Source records

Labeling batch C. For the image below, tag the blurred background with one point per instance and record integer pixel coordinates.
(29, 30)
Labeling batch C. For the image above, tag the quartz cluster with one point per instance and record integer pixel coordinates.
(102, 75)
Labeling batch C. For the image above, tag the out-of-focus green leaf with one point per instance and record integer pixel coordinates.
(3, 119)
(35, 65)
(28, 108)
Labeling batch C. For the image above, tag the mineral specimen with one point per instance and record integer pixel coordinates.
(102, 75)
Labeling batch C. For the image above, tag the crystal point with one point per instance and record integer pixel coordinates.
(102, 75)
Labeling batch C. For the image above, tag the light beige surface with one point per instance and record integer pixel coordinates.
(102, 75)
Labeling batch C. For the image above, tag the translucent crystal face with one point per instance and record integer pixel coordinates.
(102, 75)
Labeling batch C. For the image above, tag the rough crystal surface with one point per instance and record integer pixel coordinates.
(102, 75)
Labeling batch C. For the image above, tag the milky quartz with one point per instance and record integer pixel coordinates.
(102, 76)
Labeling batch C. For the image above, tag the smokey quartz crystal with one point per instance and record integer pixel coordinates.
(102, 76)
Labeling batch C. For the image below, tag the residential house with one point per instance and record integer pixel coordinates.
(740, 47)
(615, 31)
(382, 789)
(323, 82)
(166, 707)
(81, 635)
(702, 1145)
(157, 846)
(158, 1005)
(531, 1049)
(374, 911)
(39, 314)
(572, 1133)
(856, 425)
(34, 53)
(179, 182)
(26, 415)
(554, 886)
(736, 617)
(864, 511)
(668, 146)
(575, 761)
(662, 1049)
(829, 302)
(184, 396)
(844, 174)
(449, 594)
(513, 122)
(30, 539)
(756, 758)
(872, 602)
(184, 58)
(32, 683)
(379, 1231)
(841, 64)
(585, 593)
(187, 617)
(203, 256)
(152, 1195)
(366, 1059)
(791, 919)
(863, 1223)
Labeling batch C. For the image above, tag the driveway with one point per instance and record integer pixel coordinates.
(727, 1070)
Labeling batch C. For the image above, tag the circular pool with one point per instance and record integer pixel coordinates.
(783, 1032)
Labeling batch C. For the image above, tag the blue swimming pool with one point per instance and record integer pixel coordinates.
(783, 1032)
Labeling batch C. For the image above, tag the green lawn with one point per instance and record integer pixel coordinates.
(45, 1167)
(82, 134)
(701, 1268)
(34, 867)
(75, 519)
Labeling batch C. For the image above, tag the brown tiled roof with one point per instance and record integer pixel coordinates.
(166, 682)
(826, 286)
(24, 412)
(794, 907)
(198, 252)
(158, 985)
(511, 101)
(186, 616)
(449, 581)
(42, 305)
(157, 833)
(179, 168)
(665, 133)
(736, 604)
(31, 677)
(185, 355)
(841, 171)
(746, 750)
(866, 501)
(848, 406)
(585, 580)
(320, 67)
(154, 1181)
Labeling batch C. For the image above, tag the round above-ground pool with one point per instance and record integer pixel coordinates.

• [INSTRUCTIONS TO FOLLOW]: Every entry should be printed again exactly as written.

• [CORRECT RESPONSE]:
Labeling batch C. For the image below, tag the blurred background with one point per instance and record integer pixel coordinates.
(29, 30)
Labeling batch C. For the image above, tag the quartz cluster with one point per instance and record integer pixel coordinates.
(102, 75)
Labeling batch C. For the image above, tag the out-of-focus green leaf with one point per instance and record integer pixel coordinates.
(3, 119)
(35, 65)
(28, 108)
Labeling batch C. For the image above, tag the mineral specimen with one point per instance and record integer pixel coordinates.
(102, 75)
Labeling batch C. For the image above, tag the crystal point with one point per instance and record integer pixel coordinates.
(102, 75)
Labeling batch C. For the image above, tag the light beige surface with one point per instance and record integer pixel coordinates.
(102, 75)
Labeling batch C. For the image above, tag the translucent crystal face with one point per instance and record integer pixel coordinates.
(102, 75)
Labeling batch C. For the image above, tag the rough crystal surface with one point per instance and record integer pixel coordinates.
(102, 75)
Labeling batch C. For the image above, tag the milky quartz with one point per instance and record integer pixel coordinates.
(102, 76)
Labeling batch C. For the image above, tag the smokey quartz crystal with one point per instance and record integer pixel coordinates.
(102, 76)
Labeling batch C. For the image below, tag the residential house with one point per instance and record integer pixel coordinates.
(740, 47)
(615, 31)
(382, 789)
(323, 82)
(166, 707)
(81, 635)
(702, 1145)
(157, 846)
(158, 1005)
(531, 1049)
(374, 911)
(39, 314)
(572, 1133)
(856, 425)
(34, 53)
(179, 182)
(26, 415)
(554, 886)
(736, 617)
(864, 511)
(668, 146)
(575, 761)
(662, 1049)
(829, 302)
(184, 396)
(844, 174)
(449, 594)
(513, 122)
(30, 539)
(756, 758)
(872, 602)
(184, 58)
(32, 683)
(379, 1231)
(841, 64)
(585, 593)
(187, 617)
(203, 256)
(152, 1195)
(366, 1059)
(791, 919)
(863, 1223)
Labeling batch C. For the image above, tag the driveway with one point per instance and record integer pixel coordinates.
(727, 1070)
Labeling batch C. For the image above, tag the circular pool with one point per instance and record integer pixel coordinates.
(783, 1032)
Labeling batch C. For the image above, tag the blue swimming pool with one point per instance and record integer pixel coordinates.
(783, 1032)
Labeling batch C. For the image above, tag the green lawn with one point per instance and record integer pixel coordinates.
(45, 1167)
(82, 134)
(701, 1268)
(34, 867)
(75, 519)
Labeling batch C. For the image above, tag the brown tiled roof with one point per instance and record integer pixel coordinates.
(166, 682)
(826, 286)
(24, 412)
(794, 907)
(198, 252)
(158, 985)
(511, 101)
(186, 616)
(449, 581)
(42, 305)
(157, 833)
(179, 168)
(665, 133)
(736, 604)
(31, 677)
(185, 355)
(841, 171)
(746, 750)
(866, 501)
(848, 406)
(585, 580)
(320, 67)
(154, 1181)
Labeling batch C. For the image above, tag the round above-ground pool with one point per instance and record integer pixel coordinates.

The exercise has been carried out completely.